◆ Prompt: Transcribe all the records with complete accuracy.

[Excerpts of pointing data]
******

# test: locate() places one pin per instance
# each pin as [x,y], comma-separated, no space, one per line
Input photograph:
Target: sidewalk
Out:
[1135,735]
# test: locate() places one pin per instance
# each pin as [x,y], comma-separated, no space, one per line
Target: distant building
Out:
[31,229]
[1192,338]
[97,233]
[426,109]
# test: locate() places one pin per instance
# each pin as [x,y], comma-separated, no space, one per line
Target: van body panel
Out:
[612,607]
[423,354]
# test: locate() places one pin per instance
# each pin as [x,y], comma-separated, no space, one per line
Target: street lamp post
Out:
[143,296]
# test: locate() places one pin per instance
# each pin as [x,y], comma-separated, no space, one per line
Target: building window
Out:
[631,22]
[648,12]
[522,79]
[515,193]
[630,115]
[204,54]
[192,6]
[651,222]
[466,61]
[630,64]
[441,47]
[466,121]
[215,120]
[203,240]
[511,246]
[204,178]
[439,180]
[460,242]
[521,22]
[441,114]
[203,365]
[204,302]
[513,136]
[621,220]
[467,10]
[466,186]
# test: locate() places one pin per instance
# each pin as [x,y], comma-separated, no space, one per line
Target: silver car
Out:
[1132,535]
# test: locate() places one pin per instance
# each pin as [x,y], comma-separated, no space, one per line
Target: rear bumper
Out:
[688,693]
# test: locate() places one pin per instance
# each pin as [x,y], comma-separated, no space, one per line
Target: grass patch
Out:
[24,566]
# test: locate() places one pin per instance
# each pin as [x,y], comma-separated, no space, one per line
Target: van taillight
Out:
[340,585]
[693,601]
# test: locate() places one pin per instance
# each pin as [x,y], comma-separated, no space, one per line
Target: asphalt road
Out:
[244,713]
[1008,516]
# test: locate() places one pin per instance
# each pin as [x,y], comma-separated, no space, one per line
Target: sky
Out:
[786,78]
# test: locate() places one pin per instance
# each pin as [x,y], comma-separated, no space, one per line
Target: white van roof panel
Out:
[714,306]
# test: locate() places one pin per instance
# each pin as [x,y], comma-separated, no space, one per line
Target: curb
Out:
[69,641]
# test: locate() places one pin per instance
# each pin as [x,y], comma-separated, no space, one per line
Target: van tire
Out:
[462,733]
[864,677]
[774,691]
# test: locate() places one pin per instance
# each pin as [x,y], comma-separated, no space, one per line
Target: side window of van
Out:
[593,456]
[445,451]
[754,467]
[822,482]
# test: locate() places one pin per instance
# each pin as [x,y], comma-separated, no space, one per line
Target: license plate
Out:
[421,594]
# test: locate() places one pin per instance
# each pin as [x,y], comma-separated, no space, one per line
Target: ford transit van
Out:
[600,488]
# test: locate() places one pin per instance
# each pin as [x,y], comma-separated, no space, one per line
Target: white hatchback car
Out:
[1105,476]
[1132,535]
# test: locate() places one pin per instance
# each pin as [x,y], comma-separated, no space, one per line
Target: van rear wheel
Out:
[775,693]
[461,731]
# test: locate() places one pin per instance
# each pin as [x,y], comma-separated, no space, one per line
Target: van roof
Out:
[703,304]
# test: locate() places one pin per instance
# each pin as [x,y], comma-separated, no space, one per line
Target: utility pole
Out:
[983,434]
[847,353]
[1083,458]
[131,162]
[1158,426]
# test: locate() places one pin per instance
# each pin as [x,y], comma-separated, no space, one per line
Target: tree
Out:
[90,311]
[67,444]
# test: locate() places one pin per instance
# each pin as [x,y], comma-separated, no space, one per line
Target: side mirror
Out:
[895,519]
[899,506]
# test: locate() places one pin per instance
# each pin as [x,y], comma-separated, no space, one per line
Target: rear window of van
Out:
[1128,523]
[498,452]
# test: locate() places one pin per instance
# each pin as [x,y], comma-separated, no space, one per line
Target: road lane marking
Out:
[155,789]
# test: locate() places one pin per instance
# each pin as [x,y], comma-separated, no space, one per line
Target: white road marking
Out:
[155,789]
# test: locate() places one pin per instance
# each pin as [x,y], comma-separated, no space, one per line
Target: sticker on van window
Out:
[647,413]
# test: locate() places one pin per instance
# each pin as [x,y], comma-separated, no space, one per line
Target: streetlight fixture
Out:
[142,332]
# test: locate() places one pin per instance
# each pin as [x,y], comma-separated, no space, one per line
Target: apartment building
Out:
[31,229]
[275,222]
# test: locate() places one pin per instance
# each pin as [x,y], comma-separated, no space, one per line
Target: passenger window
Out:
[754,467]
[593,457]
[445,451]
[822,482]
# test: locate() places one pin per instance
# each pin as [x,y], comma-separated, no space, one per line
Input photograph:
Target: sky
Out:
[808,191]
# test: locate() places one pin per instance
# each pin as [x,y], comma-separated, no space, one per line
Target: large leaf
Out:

******

◆ Finished exercise:
# test: locate() places one pin per instance
# each pin as [x,y], comma-separated, no space, one per line
Input photograph:
Target: sidewalk
Out:
[1135,735]
# test: locate() places one pin per instance
# each pin as [x,y], comma-separated, no space, one per line
Target: distant building
Out:
[31,229]
[1192,338]
[97,233]
[426,109]
# test: locate() places one pin per instance
# each pin as [x,y], comma-separated, no space, one per line
Target: van body panel
Out:
[612,607]
[423,354]
# test: locate() places one pin per instance
# each pin as [x,y], comma-separated, no space, one per line
Target: street lamp post
Out:
[143,296]
# test: locate() places one pin per instance
# each pin as [x,y], comma-separated, no space, one per line
Target: building window
Out:
[631,22]
[648,12]
[522,79]
[515,193]
[630,115]
[204,54]
[192,6]
[651,222]
[466,61]
[630,64]
[441,47]
[466,121]
[215,120]
[203,240]
[511,246]
[204,178]
[439,180]
[460,242]
[521,22]
[441,114]
[203,365]
[204,302]
[513,136]
[621,220]
[467,10]
[466,186]
# test: locate() places one pin per instance
# each pin as [x,y], comma-separated, no space, one per line
Target: silver car
Out:
[1132,535]
# test: locate() places one pin per instance
# each pin as [x,y], comma-separated, no space, one per line
Target: rear bumper
Out:
[688,693]
# test: locate() places one pin per instance
# each pin as [x,y], comma-separated, no space, one per line
Target: grass patch
Out:
[24,566]
# test: locate() places one pin per instance
# each pin as [x,y], comma-separated, no space, one per line
Target: van taillight
Out:
[340,585]
[693,601]
# test: locate() places one pin per instance
# each pin as [x,y], comma-separated, no space, one per line
Target: asphalt road
Out:
[244,713]
[1008,516]
# test: locate() places one pin per instance
# each pin as [x,y], comma-separated, no space, one per line
Target: sky
Out:
[786,78]
# test: locate() places one pin per instance
# each pin as [x,y], comma-separated, no space, one per line
Target: white van roof panel
Out:
[714,306]
# test: locate() places one pin per instance
# each pin as [x,y], comma-separated, no space, one per line
Target: curb
Out:
[69,641]
# test: locate() places one pin per instance
# each pin as [x,y], comma-separated, no space, one per line
Target: van tire
Out:
[462,733]
[864,677]
[774,691]
# test: locate() places one pin per instance
# each pin as [x,y], comma-separated, no space, one per line
Target: side window of van
Out:
[593,456]
[445,451]
[754,467]
[822,482]
# test: locate() places one pin per instance
# each pin as [x,y], comma-separated, no space, one per line
Target: license plate
Out:
[421,594]
# test: locate() places one pin per instance
# each pin as [x,y], comma-separated, no space, one per line
Target: ford transit van
Out:
[600,488]
# test: locate() places one pin per instance
# each pin as [x,y], comma-separated, no space, one per line
Target: white hatchback car
Out:
[1105,476]
[1132,535]
# test: locate() places one pin per instance
# each pin as [x,y], comma-separated, no space, one per line
Target: van rear wheel
Out:
[775,693]
[461,731]
# test: locate() places one pin per instance
# each pin as [x,y], comma-separated, no space, one per line
Target: van roof
Out:
[703,304]
# test: locate() places one pin per instance
# each pin as [x,y], comma-separated, no space, one per line
Target: utility pole
Out:
[983,434]
[847,353]
[1083,458]
[131,162]
[1158,426]
# test: locate() places one pin per instance
# each pin as [x,y], comma-separated, no space, one per line
Target: tree
Out:
[90,311]
[67,444]
# test: locate() places one pin per instance
# each pin as [x,y], comma-separated, no space, one per line
Target: side mirror
Out:
[895,519]
[899,506]
# test: locate() places one pin per instance
# each pin as [x,y], comma-separated, no space, one per line
Target: rear window of van
Out:
[1128,523]
[498,452]
# test: locate() places one pin per instance
# each pin as [x,y], comma-separated, no space, one per line
Target: road lane marking
Out:
[155,789]
# test: locate() places one pin per instance
# each pin as [x,y], comma-separated, no space, one per line
Target: white road marking
Out:
[155,789]
# test: locate() places one pin per instance
# each pin as [x,y], comma-separated, no space, one per line
Target: sticker on van window
Out:
[647,413]
# test: locate() places one pin per instance
# each pin as [x,y], comma-separated, no space, one per line
Target: streetlight fixture
Out:
[142,332]
# test: locate() places one pin per instance
# each pin as [x,y], comma-separated, no space, one per line
Target: apartment building
Out:
[31,229]
[275,222]
# test: locate() places one pin per instance
# each pin as [x,y], comma-separated, no space, one per line
Target: passenger window
Out:
[754,467]
[593,457]
[445,451]
[822,482]
# test: locate() places one pin per instance
# each pin as [x,y], comma-separated, no space, one per line
Input photograph:
Target: sky
Out:
[808,191]
# test: locate() places one pin per instance
# each pin as [x,y], comma-separated, no space, one per line
Target: large leaf
Out:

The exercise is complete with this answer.